▸ **THE REQUEST**
Collect each line in the rows below that contains the string "planter".
+===+
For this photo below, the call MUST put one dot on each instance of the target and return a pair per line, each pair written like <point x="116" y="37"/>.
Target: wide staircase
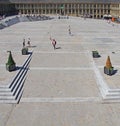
<point x="12" y="92"/>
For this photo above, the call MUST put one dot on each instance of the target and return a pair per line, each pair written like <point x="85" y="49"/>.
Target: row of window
<point x="63" y="5"/>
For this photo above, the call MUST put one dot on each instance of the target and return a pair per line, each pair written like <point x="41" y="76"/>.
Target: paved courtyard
<point x="62" y="87"/>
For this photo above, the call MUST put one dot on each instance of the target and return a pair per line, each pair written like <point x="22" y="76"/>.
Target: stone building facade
<point x="90" y="8"/>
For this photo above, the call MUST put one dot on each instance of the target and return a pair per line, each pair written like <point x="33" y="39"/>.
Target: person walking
<point x="53" y="42"/>
<point x="23" y="42"/>
<point x="29" y="42"/>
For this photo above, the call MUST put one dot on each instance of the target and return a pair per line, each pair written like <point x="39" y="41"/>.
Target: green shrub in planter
<point x="24" y="51"/>
<point x="95" y="54"/>
<point x="10" y="65"/>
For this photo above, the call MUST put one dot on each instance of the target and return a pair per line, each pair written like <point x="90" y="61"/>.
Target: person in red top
<point x="53" y="42"/>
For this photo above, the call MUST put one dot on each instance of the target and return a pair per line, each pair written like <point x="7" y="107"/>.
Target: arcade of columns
<point x="78" y="9"/>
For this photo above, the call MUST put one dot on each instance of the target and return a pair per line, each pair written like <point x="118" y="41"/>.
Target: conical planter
<point x="109" y="71"/>
<point x="10" y="65"/>
<point x="95" y="54"/>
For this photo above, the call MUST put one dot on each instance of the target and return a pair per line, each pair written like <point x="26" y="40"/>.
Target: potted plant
<point x="95" y="54"/>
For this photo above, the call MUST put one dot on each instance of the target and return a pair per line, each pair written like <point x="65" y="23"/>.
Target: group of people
<point x="28" y="42"/>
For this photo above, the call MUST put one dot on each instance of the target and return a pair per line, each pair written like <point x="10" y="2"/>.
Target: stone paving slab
<point x="5" y="111"/>
<point x="60" y="83"/>
<point x="59" y="60"/>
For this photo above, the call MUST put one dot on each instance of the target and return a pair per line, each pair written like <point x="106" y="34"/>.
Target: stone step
<point x="13" y="92"/>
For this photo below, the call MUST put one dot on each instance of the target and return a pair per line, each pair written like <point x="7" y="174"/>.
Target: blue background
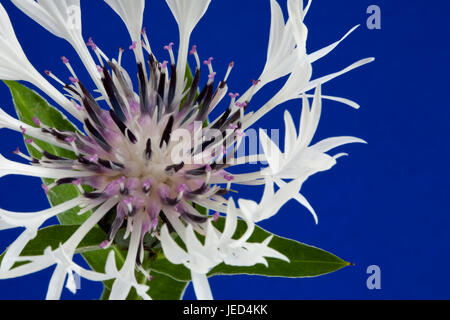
+===+
▸ **ANSWER TO THE EXERCISE**
Target: green shrub in planter
Target: conical planter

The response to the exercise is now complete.